[Position identification records]
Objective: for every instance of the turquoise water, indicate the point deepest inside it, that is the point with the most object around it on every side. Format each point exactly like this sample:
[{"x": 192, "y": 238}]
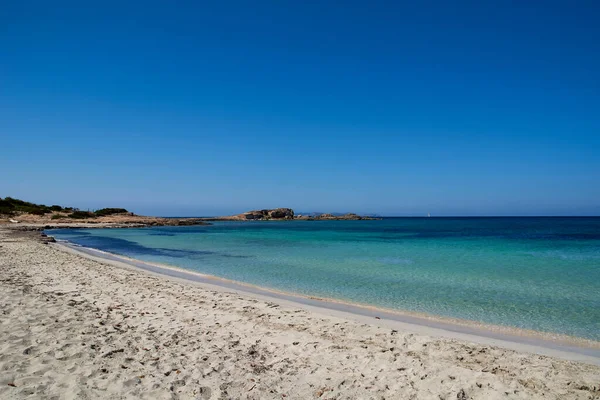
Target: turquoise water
[{"x": 532, "y": 273}]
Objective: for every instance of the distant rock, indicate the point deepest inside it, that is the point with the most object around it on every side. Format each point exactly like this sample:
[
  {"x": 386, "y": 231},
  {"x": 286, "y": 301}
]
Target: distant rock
[
  {"x": 284, "y": 214},
  {"x": 265, "y": 215}
]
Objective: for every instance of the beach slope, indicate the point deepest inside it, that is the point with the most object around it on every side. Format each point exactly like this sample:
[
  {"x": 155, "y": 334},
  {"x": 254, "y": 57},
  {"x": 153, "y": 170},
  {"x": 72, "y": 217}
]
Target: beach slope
[{"x": 72, "y": 327}]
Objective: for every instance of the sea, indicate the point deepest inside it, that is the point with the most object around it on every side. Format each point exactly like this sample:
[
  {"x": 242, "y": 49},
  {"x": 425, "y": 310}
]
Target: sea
[{"x": 539, "y": 274}]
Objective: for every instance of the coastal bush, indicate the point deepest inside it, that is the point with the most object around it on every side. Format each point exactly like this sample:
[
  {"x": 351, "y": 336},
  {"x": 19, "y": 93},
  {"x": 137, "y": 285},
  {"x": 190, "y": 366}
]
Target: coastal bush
[
  {"x": 110, "y": 211},
  {"x": 82, "y": 215},
  {"x": 11, "y": 206}
]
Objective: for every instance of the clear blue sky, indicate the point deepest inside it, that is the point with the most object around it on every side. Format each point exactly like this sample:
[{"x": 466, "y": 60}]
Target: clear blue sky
[{"x": 397, "y": 108}]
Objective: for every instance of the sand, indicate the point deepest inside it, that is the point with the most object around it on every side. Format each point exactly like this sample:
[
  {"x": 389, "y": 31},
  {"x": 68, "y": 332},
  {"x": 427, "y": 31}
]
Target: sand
[{"x": 73, "y": 327}]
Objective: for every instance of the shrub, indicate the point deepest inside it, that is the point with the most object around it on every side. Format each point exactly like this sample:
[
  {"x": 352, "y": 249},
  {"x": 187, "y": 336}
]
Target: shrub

▶ [Task directions]
Reproduce, without alteration, the lines of the listing above starting at the line that contains "Objective: for every instance of the clear" and ending at the line that contains "Target: clear blue sky", both included.

▶ [Task response]
Objective: for every instance of the clear blue sky, indicate the point deepest inside it, that is the point with the most object around it on every side. Format each point exactly like this sample:
[{"x": 466, "y": 60}]
Target: clear blue sky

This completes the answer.